_What to work on_: Put the record lines below, from the line holding "Look at the image above and locate every road" through the line holding "383,22 -> 456,258", inclusive, into a Markdown table with the columns Row and Record line. Give each line its own row and skip any blank lines.
BEGIN Entries shown
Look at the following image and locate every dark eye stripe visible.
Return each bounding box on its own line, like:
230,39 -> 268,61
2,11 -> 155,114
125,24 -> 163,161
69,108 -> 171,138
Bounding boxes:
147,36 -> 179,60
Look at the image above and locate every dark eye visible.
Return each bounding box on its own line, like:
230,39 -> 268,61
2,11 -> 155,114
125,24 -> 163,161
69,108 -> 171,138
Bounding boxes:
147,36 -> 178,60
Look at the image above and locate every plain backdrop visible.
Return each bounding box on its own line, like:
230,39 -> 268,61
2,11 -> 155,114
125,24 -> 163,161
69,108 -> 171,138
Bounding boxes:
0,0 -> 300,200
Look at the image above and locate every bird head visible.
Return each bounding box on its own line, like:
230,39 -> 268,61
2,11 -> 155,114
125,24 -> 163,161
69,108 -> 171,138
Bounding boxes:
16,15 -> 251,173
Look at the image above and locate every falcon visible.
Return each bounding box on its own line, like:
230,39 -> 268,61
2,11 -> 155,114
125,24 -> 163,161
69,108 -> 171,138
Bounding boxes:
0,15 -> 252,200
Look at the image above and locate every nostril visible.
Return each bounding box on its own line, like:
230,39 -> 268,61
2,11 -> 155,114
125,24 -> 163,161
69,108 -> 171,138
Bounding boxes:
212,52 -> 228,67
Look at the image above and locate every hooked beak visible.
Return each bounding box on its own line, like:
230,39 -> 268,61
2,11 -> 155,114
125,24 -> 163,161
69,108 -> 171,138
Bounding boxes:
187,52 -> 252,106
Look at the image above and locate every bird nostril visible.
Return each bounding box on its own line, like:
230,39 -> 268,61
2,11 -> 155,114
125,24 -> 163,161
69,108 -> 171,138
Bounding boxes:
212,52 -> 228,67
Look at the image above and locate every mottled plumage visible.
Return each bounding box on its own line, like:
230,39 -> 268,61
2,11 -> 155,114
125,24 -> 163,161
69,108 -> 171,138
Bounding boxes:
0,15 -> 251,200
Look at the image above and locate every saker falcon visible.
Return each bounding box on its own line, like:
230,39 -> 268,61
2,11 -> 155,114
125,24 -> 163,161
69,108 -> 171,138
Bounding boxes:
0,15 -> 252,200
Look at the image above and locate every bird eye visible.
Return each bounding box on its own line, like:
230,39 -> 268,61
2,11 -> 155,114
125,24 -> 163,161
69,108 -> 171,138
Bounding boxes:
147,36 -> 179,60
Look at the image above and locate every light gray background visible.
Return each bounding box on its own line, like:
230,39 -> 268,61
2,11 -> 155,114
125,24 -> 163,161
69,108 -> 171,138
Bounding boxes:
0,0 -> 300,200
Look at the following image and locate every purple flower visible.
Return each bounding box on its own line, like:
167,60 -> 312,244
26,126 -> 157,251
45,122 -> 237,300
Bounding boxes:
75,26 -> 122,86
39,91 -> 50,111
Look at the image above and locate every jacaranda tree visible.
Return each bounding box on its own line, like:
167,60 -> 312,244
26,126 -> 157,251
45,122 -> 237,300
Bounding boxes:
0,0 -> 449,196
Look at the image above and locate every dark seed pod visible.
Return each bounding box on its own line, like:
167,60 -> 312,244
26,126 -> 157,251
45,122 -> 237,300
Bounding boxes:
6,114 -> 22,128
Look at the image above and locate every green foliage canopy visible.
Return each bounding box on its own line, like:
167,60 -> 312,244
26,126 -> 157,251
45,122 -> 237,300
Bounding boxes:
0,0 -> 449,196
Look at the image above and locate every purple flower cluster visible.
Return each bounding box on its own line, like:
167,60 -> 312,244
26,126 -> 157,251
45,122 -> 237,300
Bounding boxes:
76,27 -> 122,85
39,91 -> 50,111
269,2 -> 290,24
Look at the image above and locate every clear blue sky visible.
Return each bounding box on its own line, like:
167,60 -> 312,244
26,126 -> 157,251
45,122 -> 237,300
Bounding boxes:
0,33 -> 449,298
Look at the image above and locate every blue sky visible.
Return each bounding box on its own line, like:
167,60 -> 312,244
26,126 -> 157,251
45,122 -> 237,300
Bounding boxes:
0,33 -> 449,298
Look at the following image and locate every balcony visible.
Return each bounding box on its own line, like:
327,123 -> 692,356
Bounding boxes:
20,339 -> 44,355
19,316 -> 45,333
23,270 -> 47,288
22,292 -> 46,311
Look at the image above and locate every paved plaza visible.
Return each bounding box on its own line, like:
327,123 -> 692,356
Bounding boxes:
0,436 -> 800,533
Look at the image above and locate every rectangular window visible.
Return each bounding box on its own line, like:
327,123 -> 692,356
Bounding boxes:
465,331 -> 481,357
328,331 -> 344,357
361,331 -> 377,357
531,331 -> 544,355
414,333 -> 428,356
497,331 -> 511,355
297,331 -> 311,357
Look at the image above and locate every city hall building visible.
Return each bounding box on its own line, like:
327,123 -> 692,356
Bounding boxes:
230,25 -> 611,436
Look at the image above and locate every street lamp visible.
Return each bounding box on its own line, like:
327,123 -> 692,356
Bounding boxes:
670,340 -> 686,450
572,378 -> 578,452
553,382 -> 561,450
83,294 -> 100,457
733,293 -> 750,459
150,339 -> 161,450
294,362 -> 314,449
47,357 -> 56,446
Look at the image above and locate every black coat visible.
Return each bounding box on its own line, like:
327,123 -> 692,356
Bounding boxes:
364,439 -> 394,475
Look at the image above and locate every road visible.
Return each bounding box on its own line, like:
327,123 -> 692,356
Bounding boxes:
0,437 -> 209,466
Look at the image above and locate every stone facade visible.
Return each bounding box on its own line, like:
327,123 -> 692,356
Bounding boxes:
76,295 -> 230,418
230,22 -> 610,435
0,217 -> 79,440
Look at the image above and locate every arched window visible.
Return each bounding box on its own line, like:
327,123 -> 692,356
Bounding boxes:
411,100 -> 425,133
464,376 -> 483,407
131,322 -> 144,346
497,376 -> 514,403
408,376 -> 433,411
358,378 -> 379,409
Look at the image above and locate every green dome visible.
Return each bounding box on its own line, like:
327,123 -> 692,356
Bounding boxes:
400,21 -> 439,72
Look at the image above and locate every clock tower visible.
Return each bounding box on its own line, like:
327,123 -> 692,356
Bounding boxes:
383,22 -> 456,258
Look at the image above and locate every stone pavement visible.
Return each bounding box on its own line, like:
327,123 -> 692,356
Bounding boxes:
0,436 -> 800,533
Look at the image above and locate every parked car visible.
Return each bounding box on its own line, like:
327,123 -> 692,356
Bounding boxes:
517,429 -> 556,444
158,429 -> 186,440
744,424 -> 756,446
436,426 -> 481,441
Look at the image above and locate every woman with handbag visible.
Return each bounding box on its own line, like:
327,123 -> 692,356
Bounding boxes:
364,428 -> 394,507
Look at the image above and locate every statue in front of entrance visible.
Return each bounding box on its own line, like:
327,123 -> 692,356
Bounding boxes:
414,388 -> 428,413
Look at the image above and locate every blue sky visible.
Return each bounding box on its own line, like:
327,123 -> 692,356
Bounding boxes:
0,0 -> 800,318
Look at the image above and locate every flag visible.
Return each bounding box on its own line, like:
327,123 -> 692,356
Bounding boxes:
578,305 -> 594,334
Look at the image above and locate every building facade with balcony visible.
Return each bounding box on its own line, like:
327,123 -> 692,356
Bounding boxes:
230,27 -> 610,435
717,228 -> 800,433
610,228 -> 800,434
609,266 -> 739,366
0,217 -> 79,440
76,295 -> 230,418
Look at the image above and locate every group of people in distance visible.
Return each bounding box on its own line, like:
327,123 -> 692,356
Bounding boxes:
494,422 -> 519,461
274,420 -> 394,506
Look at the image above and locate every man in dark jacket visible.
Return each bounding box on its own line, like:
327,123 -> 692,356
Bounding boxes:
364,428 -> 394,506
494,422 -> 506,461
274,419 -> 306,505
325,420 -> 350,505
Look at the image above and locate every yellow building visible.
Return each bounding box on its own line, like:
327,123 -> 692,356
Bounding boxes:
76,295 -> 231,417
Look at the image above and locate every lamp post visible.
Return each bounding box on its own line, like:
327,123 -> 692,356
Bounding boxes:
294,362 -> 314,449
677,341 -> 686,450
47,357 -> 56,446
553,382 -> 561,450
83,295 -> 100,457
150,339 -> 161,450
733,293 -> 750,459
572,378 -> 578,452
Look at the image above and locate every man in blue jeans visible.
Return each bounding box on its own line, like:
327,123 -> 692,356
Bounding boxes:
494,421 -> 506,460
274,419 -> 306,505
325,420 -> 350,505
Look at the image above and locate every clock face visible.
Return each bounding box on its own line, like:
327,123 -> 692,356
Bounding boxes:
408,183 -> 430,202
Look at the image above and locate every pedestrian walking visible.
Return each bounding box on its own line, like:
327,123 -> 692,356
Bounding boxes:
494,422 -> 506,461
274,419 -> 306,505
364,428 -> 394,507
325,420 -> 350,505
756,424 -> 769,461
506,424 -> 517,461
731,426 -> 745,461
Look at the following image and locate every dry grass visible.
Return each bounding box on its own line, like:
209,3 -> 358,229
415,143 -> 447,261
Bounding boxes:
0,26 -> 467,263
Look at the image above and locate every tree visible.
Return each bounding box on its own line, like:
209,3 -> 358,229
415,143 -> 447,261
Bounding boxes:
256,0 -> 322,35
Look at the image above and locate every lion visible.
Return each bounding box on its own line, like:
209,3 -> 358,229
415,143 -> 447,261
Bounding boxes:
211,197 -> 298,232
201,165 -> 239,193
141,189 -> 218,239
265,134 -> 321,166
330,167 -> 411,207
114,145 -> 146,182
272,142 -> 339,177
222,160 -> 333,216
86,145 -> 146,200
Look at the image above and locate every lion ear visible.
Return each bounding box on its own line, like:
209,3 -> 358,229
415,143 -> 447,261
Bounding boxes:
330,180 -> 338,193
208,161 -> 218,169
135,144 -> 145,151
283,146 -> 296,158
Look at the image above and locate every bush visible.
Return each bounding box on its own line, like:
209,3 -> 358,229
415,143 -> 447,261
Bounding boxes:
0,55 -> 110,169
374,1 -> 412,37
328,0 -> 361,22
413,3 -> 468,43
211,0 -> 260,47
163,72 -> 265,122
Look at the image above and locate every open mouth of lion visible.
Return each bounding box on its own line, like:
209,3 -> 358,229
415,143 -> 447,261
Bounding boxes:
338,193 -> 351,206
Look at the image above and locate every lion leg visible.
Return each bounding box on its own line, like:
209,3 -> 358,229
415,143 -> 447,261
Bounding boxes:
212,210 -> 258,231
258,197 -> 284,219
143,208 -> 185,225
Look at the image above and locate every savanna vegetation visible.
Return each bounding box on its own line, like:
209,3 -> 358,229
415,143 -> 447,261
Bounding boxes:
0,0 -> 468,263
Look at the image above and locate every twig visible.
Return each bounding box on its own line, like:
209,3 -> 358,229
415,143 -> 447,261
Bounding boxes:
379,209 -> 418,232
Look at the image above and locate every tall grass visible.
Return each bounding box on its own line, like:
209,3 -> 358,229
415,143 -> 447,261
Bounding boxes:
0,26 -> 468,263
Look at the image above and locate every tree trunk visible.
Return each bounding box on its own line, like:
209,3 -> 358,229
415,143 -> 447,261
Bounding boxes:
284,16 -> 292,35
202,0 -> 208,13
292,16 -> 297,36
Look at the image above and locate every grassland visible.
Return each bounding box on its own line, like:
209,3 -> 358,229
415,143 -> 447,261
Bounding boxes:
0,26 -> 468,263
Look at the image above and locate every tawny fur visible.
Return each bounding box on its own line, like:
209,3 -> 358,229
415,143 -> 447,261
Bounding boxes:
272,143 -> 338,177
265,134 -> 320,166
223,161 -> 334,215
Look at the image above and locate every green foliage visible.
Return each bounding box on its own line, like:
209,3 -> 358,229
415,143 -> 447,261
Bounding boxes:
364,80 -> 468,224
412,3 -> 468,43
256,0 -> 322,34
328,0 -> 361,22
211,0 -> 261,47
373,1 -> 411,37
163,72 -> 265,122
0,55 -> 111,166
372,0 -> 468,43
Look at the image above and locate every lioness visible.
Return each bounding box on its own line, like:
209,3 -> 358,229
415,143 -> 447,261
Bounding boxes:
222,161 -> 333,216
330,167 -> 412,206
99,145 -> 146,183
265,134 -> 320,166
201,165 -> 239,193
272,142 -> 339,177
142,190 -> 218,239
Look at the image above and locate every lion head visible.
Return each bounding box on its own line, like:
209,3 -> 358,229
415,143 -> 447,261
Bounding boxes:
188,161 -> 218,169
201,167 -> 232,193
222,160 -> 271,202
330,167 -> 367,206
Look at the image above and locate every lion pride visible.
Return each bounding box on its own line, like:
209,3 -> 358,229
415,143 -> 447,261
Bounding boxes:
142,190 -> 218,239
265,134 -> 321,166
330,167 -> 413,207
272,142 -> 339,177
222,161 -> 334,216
END Entries shown
_Task response_:
| Row | Record line |
|---|---|
| 1 | Look at the image above and locate every road visible. |
| 2 | Return each bounding box on its own line, like: |
| 3 | 327,123 -> 692,356 |
| 4 | Bounding boxes: |
| 5 | 0,437 -> 209,466 |
| 6 | Look at the image above and locate every stone facade visible. |
| 7 | Return each bounding box on its own line, like: |
| 8 | 327,123 -> 692,356 |
| 9 | Bounding boxes: |
| 10 | 76,295 -> 230,418 |
| 11 | 230,22 -> 610,435 |
| 12 | 0,217 -> 79,440 |
| 13 | Look at the image above and locate every arched window visible. |
| 14 | Return each bounding box on its own line, like: |
| 15 | 327,123 -> 692,356 |
| 16 | Bounding boxes: |
| 17 | 411,100 -> 425,133 |
| 18 | 464,376 -> 483,407 |
| 19 | 131,322 -> 144,346 |
| 20 | 497,376 -> 514,403 |
| 21 | 408,376 -> 433,411 |
| 22 | 358,378 -> 379,409 |
| 23 | Look at the image above and locate every green dome visible. |
| 24 | Return each bounding box on its own line, like: |
| 25 | 327,123 -> 692,356 |
| 26 | Bounding boxes: |
| 27 | 400,21 -> 439,72 |
| 28 | Look at the image above and locate every clock tower visible. |
| 29 | Return each bounding box on its own line, like: |
| 30 | 327,123 -> 692,356 |
| 31 | Bounding boxes: |
| 32 | 383,22 -> 456,258 |